--- START ---
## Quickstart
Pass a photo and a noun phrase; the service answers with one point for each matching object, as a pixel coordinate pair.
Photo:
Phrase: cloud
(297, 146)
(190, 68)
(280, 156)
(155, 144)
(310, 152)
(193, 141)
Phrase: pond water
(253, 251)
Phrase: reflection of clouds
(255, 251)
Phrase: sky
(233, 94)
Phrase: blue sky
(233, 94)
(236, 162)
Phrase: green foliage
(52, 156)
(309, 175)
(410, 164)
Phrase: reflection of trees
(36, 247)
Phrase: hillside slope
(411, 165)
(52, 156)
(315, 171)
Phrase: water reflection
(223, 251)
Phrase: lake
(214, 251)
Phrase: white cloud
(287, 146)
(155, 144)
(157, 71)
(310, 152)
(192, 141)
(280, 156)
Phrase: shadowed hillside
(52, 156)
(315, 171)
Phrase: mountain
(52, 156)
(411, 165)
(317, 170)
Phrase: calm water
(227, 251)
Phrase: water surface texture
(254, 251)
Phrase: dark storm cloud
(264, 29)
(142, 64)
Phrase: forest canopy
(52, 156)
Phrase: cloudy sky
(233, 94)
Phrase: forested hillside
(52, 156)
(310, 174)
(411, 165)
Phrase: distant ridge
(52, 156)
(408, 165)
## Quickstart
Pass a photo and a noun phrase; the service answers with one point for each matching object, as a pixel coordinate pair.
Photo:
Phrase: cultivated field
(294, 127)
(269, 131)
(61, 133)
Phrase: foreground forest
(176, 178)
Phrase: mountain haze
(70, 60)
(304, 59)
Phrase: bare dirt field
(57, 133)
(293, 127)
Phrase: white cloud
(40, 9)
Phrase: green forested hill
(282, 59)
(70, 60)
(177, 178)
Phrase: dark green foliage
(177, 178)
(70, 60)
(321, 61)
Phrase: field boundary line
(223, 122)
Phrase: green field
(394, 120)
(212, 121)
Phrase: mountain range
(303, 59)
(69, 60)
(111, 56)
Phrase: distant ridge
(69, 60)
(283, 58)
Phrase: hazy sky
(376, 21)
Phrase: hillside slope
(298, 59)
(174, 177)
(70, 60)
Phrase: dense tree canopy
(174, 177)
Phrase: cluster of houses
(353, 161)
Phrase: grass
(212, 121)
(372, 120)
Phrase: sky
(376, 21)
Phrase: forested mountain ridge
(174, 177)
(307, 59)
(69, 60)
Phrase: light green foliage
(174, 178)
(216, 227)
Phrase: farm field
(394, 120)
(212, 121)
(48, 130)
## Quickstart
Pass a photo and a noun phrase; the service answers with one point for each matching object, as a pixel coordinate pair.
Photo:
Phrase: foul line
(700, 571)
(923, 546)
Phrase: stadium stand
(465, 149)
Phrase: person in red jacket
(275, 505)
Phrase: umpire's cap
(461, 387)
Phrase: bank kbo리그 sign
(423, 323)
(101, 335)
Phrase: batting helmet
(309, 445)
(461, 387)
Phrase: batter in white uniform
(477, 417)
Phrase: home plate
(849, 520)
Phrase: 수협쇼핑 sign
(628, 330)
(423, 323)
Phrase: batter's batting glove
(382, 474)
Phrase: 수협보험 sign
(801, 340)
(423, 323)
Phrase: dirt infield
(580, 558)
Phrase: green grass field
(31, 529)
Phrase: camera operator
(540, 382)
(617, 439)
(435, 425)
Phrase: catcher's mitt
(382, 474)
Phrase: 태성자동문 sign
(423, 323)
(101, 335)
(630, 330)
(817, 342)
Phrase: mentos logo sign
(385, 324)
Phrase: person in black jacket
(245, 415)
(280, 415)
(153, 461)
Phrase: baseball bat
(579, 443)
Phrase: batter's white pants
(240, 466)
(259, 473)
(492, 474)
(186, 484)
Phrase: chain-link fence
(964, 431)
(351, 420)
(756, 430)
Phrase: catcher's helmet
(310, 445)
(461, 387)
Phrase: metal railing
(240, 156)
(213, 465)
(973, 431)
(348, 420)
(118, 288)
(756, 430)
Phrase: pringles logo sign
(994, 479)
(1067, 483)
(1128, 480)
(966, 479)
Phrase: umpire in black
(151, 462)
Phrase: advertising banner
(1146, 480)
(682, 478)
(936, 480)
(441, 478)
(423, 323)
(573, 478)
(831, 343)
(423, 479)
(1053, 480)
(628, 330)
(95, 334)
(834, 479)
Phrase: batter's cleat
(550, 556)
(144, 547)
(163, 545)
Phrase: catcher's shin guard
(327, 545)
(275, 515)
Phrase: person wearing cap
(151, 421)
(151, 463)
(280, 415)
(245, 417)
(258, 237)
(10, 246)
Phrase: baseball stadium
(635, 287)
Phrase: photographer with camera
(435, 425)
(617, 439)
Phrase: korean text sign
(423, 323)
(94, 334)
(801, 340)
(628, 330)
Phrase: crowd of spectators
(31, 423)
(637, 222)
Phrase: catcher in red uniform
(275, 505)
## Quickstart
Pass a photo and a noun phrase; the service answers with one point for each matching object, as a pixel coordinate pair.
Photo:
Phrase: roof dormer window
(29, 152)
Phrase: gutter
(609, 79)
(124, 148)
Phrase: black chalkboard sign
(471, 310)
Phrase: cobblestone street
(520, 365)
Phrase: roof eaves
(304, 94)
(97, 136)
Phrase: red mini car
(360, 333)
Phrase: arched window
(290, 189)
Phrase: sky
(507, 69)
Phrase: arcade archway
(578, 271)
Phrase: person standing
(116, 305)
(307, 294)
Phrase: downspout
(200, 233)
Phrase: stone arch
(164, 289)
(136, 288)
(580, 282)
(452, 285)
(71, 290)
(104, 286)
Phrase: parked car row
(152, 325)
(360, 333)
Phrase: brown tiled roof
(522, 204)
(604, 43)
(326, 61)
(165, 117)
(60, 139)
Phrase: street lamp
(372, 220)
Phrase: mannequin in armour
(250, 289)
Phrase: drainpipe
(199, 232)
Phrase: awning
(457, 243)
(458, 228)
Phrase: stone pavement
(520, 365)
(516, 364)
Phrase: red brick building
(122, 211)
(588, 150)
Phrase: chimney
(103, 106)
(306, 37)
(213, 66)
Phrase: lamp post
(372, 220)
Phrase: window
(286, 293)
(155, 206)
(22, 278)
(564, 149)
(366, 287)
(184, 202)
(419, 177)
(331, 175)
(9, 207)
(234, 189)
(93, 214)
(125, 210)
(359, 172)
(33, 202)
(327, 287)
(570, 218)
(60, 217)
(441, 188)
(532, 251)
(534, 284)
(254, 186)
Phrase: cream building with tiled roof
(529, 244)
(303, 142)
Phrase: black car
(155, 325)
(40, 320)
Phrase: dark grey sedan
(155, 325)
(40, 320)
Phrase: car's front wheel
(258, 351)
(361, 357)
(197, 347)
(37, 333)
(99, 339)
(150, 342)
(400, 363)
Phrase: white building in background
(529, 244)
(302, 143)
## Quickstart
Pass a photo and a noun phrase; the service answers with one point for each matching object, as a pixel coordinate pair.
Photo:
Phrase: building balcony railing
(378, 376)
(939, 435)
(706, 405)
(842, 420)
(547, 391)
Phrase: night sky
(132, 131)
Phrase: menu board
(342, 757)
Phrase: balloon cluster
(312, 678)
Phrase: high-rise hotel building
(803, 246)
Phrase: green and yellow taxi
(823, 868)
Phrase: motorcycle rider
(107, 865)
--- END ---
• _Problem requirements_: All entries must be repeated verbatim.

• _Result of this exercise_:
## Quickstart
Pass a photo and a noun phrase; the service answers with one point for each matching object, as a pixel coordinate pair.
Photo:
Phrase: cloud
(297, 146)
(190, 68)
(280, 156)
(155, 144)
(310, 152)
(193, 141)
Phrase: pond water
(253, 251)
Phrase: reflection of clouds
(255, 251)
Phrase: sky
(233, 94)
Phrase: blue sky
(233, 94)
(236, 162)
Phrase: green foliage
(52, 156)
(309, 175)
(410, 164)
Phrase: reflection of trees
(36, 247)
Phrase: hillside slope
(411, 165)
(52, 156)
(315, 171)
Phrase: water reflection
(223, 251)
Phrase: lake
(214, 251)
Phrase: white cloud
(287, 146)
(155, 144)
(157, 71)
(310, 152)
(192, 141)
(280, 156)
Phrase: shadowed hillside
(52, 156)
(315, 171)
Phrase: mountain
(52, 156)
(411, 165)
(317, 170)
Phrase: calm water
(227, 251)
Phrase: water surface texture
(254, 251)
Phrase: dark storm cloud
(264, 29)
(142, 64)
Phrase: forest canopy
(52, 156)
Phrase: cloudy sky
(233, 94)
Phrase: forested hillside
(52, 156)
(310, 174)
(411, 165)
Phrase: distant ridge
(52, 156)
(408, 165)
## Quickstart
Pass a photo and a noun phrase; the service answers with one point for each matching object, as a pixel coordinate pair.
Photo:
Phrase: cultivated field
(294, 127)
(269, 131)
(61, 133)
Phrase: foreground forest
(176, 178)
Phrase: mountain haze
(70, 60)
(304, 59)
Phrase: bare dirt field
(57, 133)
(293, 127)
Phrase: white cloud
(40, 9)
Phrase: green forested hill
(282, 59)
(70, 60)
(177, 178)
Phrase: dark green foliage
(177, 178)
(70, 60)
(321, 61)
Phrase: field boundary line
(223, 122)
Phrase: green field
(394, 120)
(212, 121)
Phrase: mountain range
(303, 59)
(69, 60)
(111, 56)
Phrase: distant ridge
(69, 60)
(283, 58)
Phrase: hazy sky
(376, 21)
Phrase: hillside slope
(298, 59)
(174, 177)
(70, 60)
Phrase: dense tree canopy
(174, 177)
Phrase: cluster of houses
(353, 161)
Phrase: grass
(212, 121)
(372, 120)
Phrase: sky
(376, 21)
Phrase: forested mountain ridge
(174, 177)
(307, 59)
(69, 60)
Phrase: light green foliage
(174, 178)
(216, 227)
Phrase: farm field
(394, 120)
(212, 121)
(48, 130)
## Quickstart
Pass a photo and a noun phrase; the service answers with one point for each matching object, as a pixel coordinate pair.
Photo:
Phrase: foul line
(700, 571)
(923, 546)
Phrase: stadium stand
(465, 149)
Phrase: person in red jacket
(275, 505)
Phrase: umpire's cap
(461, 387)
Phrase: bank kbo리그 sign
(423, 323)
(101, 335)
Phrase: batting helmet
(309, 445)
(461, 387)
Phrase: batter in white uniform
(477, 417)
Phrase: home plate
(849, 520)
Phrase: 수협쇼핑 sign
(628, 330)
(423, 323)
Phrase: batter's batting glove
(382, 474)
Phrase: 수협보험 sign
(801, 340)
(423, 323)
Phrase: dirt infield
(580, 558)
Phrase: green grass field
(31, 529)
Phrase: camera operator
(540, 382)
(617, 439)
(435, 425)
Phrase: catcher's mitt
(382, 474)
Phrase: 태성자동문 sign
(423, 323)
(101, 335)
(630, 330)
(817, 342)
Phrase: mentos logo sign
(385, 324)
Phrase: person in black jacket
(245, 415)
(280, 415)
(153, 461)
Phrase: baseball bat
(579, 443)
Phrase: batter's white pants
(240, 466)
(259, 473)
(492, 474)
(186, 484)
Phrase: chain-link fence
(964, 431)
(351, 420)
(756, 430)
Phrase: catcher's helmet
(310, 445)
(461, 387)
Phrase: metal railing
(240, 156)
(213, 465)
(973, 431)
(348, 420)
(118, 288)
(756, 430)
Phrase: pringles logo sign
(994, 479)
(1067, 483)
(1128, 480)
(966, 479)
Phrase: umpire in black
(151, 462)
Phrase: advertising banner
(1146, 480)
(682, 478)
(936, 480)
(441, 478)
(423, 323)
(573, 478)
(831, 343)
(423, 479)
(1053, 480)
(628, 330)
(95, 334)
(834, 479)
Phrase: batter's cleat
(550, 556)
(144, 547)
(163, 545)
Phrase: catcher's shin guard
(327, 545)
(275, 515)
Phrase: person wearing cap
(151, 421)
(151, 463)
(280, 415)
(245, 417)
(258, 237)
(10, 246)
Phrase: baseball stadium
(635, 287)
Phrase: photographer with camera
(435, 425)
(617, 439)
Phrase: korean text sign
(423, 323)
(94, 334)
(801, 340)
(628, 330)
Phrase: crowd of spectators
(31, 423)
(637, 222)
Phrase: catcher in red uniform
(275, 505)
## Quickstart
Pass a photo and a noun phrase; the service answers with one point for each matching object, as a pixel coordinate pair.
Photo:
Phrase: roof dormer window
(29, 152)
Phrase: gutter
(609, 79)
(124, 148)
Phrase: black chalkboard sign
(471, 310)
Phrase: cobblestone street
(520, 365)
Phrase: roof eaves
(304, 94)
(97, 136)
Phrase: red mini car
(360, 333)
Phrase: arched window
(290, 189)
Phrase: sky
(507, 69)
Phrase: arcade archway
(578, 271)
Phrase: person standing
(116, 305)
(307, 294)
Phrase: downspout
(200, 233)
Phrase: stone arch
(164, 289)
(136, 288)
(580, 282)
(452, 285)
(71, 290)
(104, 286)
Phrase: parked car row
(152, 325)
(360, 333)
Phrase: brown tiled roof
(522, 204)
(604, 43)
(326, 61)
(165, 117)
(60, 139)
Phrase: street lamp
(372, 220)
Phrase: mannequin in armour
(250, 289)
Phrase: drainpipe
(199, 232)
Phrase: awning
(457, 243)
(458, 228)
Phrase: stone pavement
(520, 365)
(516, 364)
Phrase: red brick building
(122, 211)
(588, 150)
Phrase: chimney
(103, 106)
(306, 37)
(213, 66)
Phrase: lamp post
(372, 220)
Phrase: window
(286, 293)
(155, 206)
(22, 278)
(564, 149)
(366, 287)
(184, 202)
(419, 177)
(331, 175)
(9, 207)
(234, 189)
(93, 214)
(125, 210)
(359, 172)
(33, 202)
(327, 287)
(570, 218)
(60, 217)
(441, 188)
(532, 251)
(534, 284)
(254, 186)
Phrase: cream building with tiled roof
(529, 244)
(303, 142)
Phrase: black car
(155, 325)
(40, 320)
Phrase: dark grey sedan
(155, 325)
(40, 320)
Phrase: car's front wheel
(258, 351)
(361, 357)
(197, 347)
(37, 333)
(99, 339)
(150, 342)
(400, 363)
Phrase: white building in background
(529, 244)
(302, 143)
## Quickstart
Pass a photo and a noun phrase; the service answers with one point for each matching object, as a pixel coordinate pair.
Photo:
Phrase: building balcony railing
(378, 376)
(939, 435)
(706, 405)
(842, 420)
(547, 391)
Phrase: night sky
(132, 131)
Phrase: menu board
(342, 757)
Phrase: balloon cluster
(312, 678)
Phrase: high-rise hotel building
(803, 246)
Phrase: green and yellow taxi
(823, 868)
Phrase: motorcycle rider
(107, 865)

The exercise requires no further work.